TEXT UNDER STUDY ->
▼

Julie Negron grew up in an Air Force family and is now an Air Force spouse. She knows what it’s like to get military orders and move halfway around the world, to navigate a new base, make new friends and worry when her husband is on a mission.
That’s why she created “Jenny, the Military Spouse,” the only comic strip about life as a military spouse. The strip, created four years ago, runs in Stars and Stripes, as well as about 60 other base newspapers, Web sites (www.jennyspouse.com) and spouse’s club newsletters. It follows Jenny and her husband, DH, with the humor, as well as the seriousness, that goes with the lifestyle.
Mrs. Negron, who studied cartooning and commercial art, says she got the idea for the weekly comic strip when she was trying to get her family’s medical records so they could relocate overseas. After going through lots of red tape and being told “you’re just a spouse,” Mrs. Negron thought surely there were other spouses who could sympathize.

▲

GIVEN DATA ->
▼

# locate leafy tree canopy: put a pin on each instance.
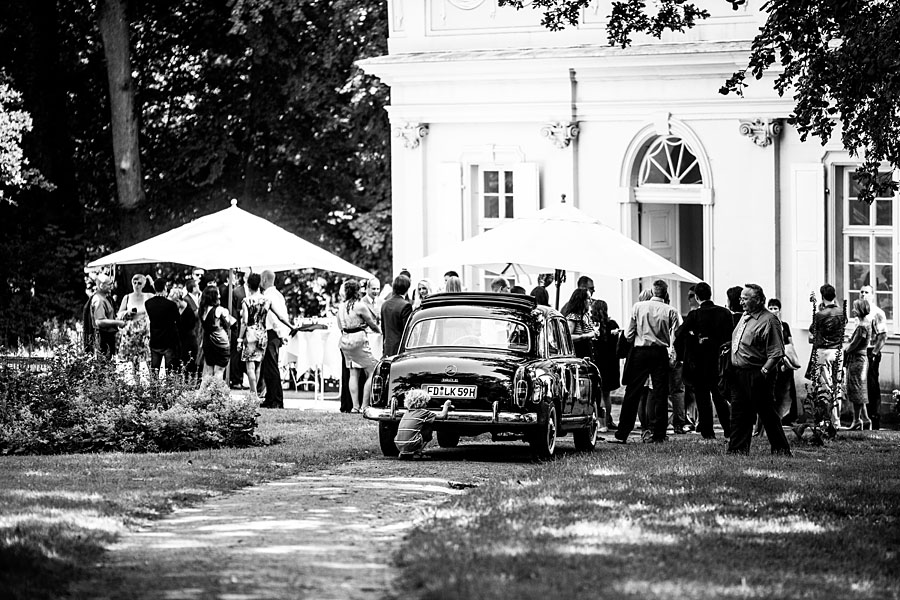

▲

WORK ITEM -> According to the text about the "Jenny, the Military Spouse" comic strip, what did Julie Negron study?

TASK SOLUTION -> Cartooning and commercial art.